### GIVEN PROBLEM:
Print the complete set of entries exactly.

(Data items)
====

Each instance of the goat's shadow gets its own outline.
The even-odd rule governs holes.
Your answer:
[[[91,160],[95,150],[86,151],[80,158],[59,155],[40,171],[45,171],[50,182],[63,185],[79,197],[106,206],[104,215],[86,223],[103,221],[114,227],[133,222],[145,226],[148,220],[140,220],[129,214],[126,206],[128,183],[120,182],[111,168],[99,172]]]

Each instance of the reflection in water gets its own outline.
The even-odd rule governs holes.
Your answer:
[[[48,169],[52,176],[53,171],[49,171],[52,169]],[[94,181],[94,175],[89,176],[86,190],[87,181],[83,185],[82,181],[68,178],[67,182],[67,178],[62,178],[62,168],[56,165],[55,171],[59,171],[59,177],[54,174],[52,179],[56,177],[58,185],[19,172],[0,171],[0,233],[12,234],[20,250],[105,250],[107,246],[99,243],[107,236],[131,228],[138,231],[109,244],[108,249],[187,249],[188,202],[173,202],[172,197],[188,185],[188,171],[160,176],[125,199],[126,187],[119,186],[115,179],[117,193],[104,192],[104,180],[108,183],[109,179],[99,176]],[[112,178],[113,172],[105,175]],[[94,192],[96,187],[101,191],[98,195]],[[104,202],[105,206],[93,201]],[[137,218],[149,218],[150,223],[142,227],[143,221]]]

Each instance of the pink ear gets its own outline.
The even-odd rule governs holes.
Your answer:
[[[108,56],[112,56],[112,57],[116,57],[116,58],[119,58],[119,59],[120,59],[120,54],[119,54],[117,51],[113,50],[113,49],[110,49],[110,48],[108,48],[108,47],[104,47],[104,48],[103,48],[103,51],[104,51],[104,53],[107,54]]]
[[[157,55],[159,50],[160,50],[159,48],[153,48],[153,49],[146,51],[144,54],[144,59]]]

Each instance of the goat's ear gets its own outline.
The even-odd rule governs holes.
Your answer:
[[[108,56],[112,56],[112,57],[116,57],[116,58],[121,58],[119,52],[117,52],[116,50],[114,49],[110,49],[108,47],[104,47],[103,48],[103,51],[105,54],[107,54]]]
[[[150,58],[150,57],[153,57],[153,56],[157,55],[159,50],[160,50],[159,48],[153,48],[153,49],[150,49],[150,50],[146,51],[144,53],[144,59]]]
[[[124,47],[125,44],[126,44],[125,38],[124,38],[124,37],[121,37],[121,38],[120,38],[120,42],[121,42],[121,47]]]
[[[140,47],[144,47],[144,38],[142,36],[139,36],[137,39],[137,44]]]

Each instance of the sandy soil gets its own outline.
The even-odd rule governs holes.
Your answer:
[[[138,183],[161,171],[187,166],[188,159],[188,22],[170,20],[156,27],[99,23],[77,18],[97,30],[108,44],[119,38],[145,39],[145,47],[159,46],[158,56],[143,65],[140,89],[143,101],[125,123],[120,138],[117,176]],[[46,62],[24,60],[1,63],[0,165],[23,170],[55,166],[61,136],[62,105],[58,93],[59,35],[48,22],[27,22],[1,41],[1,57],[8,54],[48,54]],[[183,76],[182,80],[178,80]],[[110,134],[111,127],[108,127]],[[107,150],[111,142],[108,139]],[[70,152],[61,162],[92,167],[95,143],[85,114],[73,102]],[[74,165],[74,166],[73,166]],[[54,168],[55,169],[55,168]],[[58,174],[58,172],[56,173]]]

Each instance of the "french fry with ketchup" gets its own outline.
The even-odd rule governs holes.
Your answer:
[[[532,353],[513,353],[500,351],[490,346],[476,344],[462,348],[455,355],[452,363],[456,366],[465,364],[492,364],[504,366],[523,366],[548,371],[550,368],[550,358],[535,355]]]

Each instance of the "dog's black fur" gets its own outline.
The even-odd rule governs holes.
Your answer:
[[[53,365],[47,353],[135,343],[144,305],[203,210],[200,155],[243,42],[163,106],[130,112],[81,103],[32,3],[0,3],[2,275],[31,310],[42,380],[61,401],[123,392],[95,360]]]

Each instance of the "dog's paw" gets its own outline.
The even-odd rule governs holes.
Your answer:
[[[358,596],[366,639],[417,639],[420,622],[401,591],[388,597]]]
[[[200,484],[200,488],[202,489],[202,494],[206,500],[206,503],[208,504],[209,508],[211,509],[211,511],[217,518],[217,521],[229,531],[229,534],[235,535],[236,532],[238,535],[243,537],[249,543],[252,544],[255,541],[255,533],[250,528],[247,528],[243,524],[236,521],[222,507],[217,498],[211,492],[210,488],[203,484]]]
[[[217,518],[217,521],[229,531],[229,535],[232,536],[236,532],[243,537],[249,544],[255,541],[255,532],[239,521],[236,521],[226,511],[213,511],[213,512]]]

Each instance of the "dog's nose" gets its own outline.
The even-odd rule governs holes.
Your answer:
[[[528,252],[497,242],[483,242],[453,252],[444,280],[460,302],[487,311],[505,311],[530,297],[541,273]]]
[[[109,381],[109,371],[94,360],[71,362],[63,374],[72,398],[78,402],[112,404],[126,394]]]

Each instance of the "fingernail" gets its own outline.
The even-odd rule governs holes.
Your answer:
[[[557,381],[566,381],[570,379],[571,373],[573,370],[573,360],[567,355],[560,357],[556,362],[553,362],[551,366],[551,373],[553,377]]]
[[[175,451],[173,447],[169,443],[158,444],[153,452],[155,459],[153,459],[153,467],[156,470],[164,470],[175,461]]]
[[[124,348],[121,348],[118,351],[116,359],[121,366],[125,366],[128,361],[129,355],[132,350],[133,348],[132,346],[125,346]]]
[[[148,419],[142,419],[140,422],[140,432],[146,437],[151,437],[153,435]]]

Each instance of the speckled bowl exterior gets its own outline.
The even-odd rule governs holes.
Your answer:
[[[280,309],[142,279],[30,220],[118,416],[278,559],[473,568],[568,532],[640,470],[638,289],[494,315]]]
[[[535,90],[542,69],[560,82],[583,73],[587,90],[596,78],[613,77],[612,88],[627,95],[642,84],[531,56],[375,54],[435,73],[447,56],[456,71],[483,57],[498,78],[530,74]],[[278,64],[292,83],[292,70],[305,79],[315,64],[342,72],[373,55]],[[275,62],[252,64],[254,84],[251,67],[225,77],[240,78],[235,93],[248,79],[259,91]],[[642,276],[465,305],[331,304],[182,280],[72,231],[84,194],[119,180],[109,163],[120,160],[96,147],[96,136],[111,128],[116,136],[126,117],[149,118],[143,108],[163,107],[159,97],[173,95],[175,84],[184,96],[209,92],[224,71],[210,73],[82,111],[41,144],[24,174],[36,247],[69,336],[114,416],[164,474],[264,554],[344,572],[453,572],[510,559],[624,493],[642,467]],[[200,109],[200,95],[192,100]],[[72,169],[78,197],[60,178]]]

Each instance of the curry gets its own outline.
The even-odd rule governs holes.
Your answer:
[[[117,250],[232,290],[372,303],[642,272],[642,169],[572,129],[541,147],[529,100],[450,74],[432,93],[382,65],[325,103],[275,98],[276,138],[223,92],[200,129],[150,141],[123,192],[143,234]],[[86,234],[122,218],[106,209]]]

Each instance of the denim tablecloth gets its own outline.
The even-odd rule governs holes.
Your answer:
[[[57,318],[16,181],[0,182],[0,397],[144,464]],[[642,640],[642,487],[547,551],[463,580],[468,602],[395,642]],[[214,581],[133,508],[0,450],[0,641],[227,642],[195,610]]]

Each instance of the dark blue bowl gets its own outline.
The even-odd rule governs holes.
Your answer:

====

### SOLVED EXERCISE:
Each instance of the goat's shadow gets its own outline.
The even-odd rule governs holes.
Your answer:
[[[91,160],[95,150],[86,151],[80,158],[59,155],[40,171],[45,171],[50,182],[63,185],[79,197],[106,206],[104,215],[86,223],[103,221],[114,227],[133,222],[145,226],[148,220],[140,220],[129,214],[126,206],[128,183],[120,182],[111,168],[99,172]]]

Each instance of the reflection in water gets its own outline.
The even-odd rule governs holes.
Your answer:
[[[48,169],[52,176],[53,171],[49,171],[52,169]],[[94,181],[94,175],[89,176],[86,190],[87,181],[83,185],[82,181],[68,178],[67,182],[67,178],[62,178],[62,168],[56,165],[55,171],[59,171],[59,177],[54,174],[52,179],[56,177],[58,185],[19,172],[0,171],[0,233],[12,234],[20,250],[105,250],[107,246],[99,243],[107,236],[131,228],[138,231],[109,244],[108,249],[187,249],[188,202],[173,202],[172,197],[188,185],[188,171],[160,176],[125,199],[126,187],[119,186],[115,179],[117,193],[104,192],[104,180],[108,183],[109,179],[99,176]],[[112,178],[113,172],[105,175]],[[94,192],[96,187],[101,191],[98,195]],[[104,202],[105,206],[93,201]],[[137,218],[149,218],[150,223],[142,227],[143,221]]]

Each instance of the pink ear gets its own outline.
The even-odd rule governs holes.
Your answer:
[[[108,56],[112,56],[112,57],[116,57],[116,58],[119,58],[119,59],[120,59],[120,54],[119,54],[117,51],[113,50],[113,49],[110,49],[110,48],[108,48],[108,47],[104,47],[104,48],[103,48],[103,51],[104,51],[104,53],[107,54]]]
[[[157,55],[159,50],[160,50],[159,48],[153,48],[153,49],[146,51],[144,54],[144,59]]]

Each instance of the goat's ear gets its own outline.
The even-odd rule governs holes.
Your answer:
[[[108,56],[112,56],[112,57],[116,57],[116,58],[121,58],[119,52],[117,52],[116,50],[114,49],[110,49],[108,47],[104,47],[103,48],[103,51],[105,54],[107,54]]]
[[[150,58],[150,57],[153,57],[153,56],[157,55],[159,50],[160,50],[159,48],[153,48],[153,49],[150,49],[150,50],[146,51],[144,53],[144,59]]]
[[[124,47],[125,44],[126,44],[125,38],[124,38],[124,37],[121,37],[121,38],[120,38],[120,42],[121,42],[121,47]]]
[[[140,47],[144,47],[144,38],[142,36],[139,36],[137,39],[137,44]]]

Each instance of the sandy soil gets its own outline.
The even-odd rule governs holes.
Your answer:
[[[138,183],[161,171],[187,166],[188,159],[188,22],[170,20],[156,27],[99,23],[77,18],[97,30],[108,44],[119,38],[145,39],[145,47],[159,46],[158,56],[143,65],[140,89],[143,101],[125,123],[120,138],[117,176]],[[46,62],[24,60],[1,63],[0,165],[23,170],[55,166],[61,136],[62,105],[58,93],[59,35],[48,22],[27,22],[1,41],[1,57],[8,54],[48,54]],[[183,76],[182,80],[178,80]],[[110,134],[111,127],[108,127]],[[107,150],[111,142],[108,139]],[[70,152],[61,162],[92,167],[95,143],[85,114],[73,102]],[[74,165],[74,166],[73,166]],[[54,168],[55,169],[55,168]],[[58,174],[58,172],[56,173]]]

Each instance of the "french fry with ketchup" gets its own outline.
The even-odd rule governs holes.
Your answer:
[[[532,353],[513,353],[500,351],[490,346],[476,344],[462,348],[455,355],[452,363],[456,366],[465,364],[492,364],[504,366],[523,366],[548,371],[550,368],[550,358],[535,355]]]

Each instance of the "dog's black fur" gets its own outline.
The even-odd rule governs holes.
Your answer:
[[[53,365],[47,353],[135,343],[144,305],[203,210],[200,155],[243,42],[163,106],[130,112],[81,103],[32,3],[0,3],[2,275],[31,310],[42,380],[61,401],[123,392],[95,360]]]

Each instance of the "dog's paw" gets its own outline.
The even-odd rule governs holes.
Your answer:
[[[358,596],[366,639],[417,639],[420,622],[401,591],[388,597]]]
[[[200,484],[200,488],[202,489],[202,494],[206,500],[206,503],[208,504],[209,508],[211,509],[211,511],[217,518],[217,521],[229,531],[229,534],[235,535],[236,532],[238,535],[243,537],[249,543],[252,544],[255,541],[255,533],[250,528],[247,528],[243,524],[236,521],[222,507],[217,498],[211,492],[210,488],[203,484]]]
[[[217,518],[217,521],[229,531],[229,535],[232,536],[236,532],[243,537],[249,544],[255,541],[255,532],[239,521],[236,521],[226,511],[213,511],[213,512]]]

Each instance of the "dog's nose" gets its own outline.
The even-odd rule governs holes.
Your answer:
[[[528,252],[497,242],[483,242],[453,252],[444,280],[460,302],[487,311],[505,311],[530,297],[541,273]]]
[[[109,381],[109,371],[94,360],[71,362],[63,374],[72,398],[78,402],[112,404],[126,394]]]

Each instance of the "fingernail" gets its own outline.
The even-odd rule governs holes.
Your answer:
[[[557,381],[566,381],[570,379],[571,373],[573,370],[573,360],[567,355],[560,357],[556,362],[553,362],[551,366],[551,373],[553,377]]]
[[[175,451],[173,447],[169,443],[158,444],[153,452],[155,459],[153,459],[153,467],[156,470],[164,470],[175,461]]]
[[[124,348],[121,348],[118,351],[116,359],[121,366],[125,366],[128,361],[129,355],[132,350],[133,348],[132,346],[125,346]]]
[[[148,419],[142,419],[140,422],[140,432],[146,437],[151,437],[153,435]]]

Each instance of the speckled bowl exterior gets its own outline.
The even-odd rule governs holes.
Your answer:
[[[280,309],[142,279],[30,220],[118,416],[278,559],[473,568],[568,532],[640,470],[638,289],[494,315]]]
[[[535,90],[542,69],[560,82],[583,73],[587,90],[596,78],[613,77],[612,88],[627,95],[642,84],[531,56],[375,54],[435,73],[447,56],[456,71],[483,57],[498,78],[530,74]],[[278,64],[292,83],[292,70],[305,79],[315,64],[342,72],[373,55]],[[275,62],[252,64],[254,84],[251,67],[225,77],[240,78],[235,93],[248,79],[259,91]],[[642,276],[465,305],[331,304],[182,280],[72,231],[84,194],[119,180],[109,163],[120,160],[96,147],[96,136],[111,128],[116,136],[126,117],[149,118],[143,108],[163,107],[159,97],[173,95],[175,84],[184,96],[209,92],[224,71],[210,73],[82,111],[41,144],[24,174],[36,247],[69,336],[114,416],[164,474],[264,554],[344,572],[453,572],[510,559],[624,493],[642,467]],[[200,109],[200,95],[192,100]],[[72,169],[78,197],[60,178]]]

Each instance of the curry gets its own outline.
The even-odd rule governs holes.
Your answer:
[[[117,250],[232,290],[372,303],[642,272],[642,169],[572,129],[541,147],[529,100],[450,74],[432,93],[382,65],[325,103],[275,98],[276,138],[223,92],[200,129],[150,141],[123,192],[143,234]],[[86,234],[122,218],[106,209]]]

Each instance of the denim tablecloth gets its own outline.
The even-odd rule governs holes.
Your answer:
[[[57,318],[16,181],[0,182],[0,397],[144,464]],[[642,640],[642,487],[547,551],[463,580],[468,602],[395,642]],[[214,581],[133,508],[0,450],[0,641],[227,642],[195,610]]]

Each instance of the dark blue bowl gets its own outline.
The even-odd rule governs holes.
Your answer:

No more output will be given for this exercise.